Collect every line of the records below that contains the string "index".

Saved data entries
+++

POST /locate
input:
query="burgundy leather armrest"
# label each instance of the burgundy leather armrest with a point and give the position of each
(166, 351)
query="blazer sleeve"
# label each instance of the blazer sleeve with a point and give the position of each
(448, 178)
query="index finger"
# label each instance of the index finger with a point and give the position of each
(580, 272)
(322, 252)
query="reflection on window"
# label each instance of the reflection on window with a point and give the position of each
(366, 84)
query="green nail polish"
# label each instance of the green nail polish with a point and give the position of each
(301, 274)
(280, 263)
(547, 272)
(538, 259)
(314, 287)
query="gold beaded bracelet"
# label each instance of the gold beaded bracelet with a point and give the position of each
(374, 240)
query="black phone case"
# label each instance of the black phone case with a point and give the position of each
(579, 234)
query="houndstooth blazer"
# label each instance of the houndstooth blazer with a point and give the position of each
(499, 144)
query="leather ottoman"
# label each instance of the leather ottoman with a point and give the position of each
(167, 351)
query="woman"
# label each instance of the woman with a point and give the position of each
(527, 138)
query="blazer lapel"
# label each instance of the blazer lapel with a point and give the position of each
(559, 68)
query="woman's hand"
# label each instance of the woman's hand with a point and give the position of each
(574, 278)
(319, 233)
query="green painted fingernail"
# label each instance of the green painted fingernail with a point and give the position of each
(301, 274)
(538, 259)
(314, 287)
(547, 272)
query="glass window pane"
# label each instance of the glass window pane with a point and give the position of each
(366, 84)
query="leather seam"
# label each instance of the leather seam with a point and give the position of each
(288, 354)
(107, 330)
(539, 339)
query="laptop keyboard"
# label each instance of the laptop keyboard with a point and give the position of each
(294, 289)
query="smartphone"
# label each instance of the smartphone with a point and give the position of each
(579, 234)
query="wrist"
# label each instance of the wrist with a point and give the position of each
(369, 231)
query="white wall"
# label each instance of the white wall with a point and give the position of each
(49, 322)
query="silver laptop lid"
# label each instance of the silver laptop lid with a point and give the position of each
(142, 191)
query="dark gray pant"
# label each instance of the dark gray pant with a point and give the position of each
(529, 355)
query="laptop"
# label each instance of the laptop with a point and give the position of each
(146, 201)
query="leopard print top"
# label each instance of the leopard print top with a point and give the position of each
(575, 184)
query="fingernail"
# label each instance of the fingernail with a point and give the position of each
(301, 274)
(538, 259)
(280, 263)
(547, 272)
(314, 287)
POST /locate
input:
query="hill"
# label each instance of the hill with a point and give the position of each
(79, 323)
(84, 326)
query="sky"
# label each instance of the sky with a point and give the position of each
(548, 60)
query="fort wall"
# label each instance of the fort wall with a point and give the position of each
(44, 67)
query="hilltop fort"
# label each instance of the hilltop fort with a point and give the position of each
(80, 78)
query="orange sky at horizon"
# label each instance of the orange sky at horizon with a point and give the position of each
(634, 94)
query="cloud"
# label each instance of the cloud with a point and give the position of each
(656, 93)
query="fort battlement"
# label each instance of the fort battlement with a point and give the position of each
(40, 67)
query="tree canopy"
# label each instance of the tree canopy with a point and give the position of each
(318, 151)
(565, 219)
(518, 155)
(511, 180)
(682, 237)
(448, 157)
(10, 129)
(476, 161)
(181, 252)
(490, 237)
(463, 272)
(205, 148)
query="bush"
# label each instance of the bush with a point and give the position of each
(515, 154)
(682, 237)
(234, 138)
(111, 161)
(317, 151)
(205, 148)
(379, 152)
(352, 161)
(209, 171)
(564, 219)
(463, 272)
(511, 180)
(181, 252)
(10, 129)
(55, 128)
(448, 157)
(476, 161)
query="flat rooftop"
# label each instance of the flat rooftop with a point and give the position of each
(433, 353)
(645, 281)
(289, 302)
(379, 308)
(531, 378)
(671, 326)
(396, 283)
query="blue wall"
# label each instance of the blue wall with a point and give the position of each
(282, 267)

+++

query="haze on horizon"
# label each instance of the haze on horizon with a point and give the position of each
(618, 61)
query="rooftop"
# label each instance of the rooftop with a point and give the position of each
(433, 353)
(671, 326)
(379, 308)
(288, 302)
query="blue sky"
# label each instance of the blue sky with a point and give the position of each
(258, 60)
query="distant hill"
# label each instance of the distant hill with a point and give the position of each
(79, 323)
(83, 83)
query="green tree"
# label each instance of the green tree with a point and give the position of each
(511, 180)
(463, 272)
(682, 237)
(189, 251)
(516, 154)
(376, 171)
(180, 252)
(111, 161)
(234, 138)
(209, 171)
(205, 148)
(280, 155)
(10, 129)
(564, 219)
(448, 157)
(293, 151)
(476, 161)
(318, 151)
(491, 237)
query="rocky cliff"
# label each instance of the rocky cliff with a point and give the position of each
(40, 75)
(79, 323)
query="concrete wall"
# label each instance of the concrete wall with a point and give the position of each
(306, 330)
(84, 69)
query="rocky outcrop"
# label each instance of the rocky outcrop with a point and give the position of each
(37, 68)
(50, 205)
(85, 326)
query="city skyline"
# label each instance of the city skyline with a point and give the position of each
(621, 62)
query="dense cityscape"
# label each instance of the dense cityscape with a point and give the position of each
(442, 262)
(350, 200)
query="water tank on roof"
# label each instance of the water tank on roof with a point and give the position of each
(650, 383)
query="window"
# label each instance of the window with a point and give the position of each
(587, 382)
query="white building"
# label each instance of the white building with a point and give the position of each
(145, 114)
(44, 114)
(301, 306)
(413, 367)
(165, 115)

+++

Solution to the exercise ->
query="index finger"
# label each instance of the index finger with a point and give the position of each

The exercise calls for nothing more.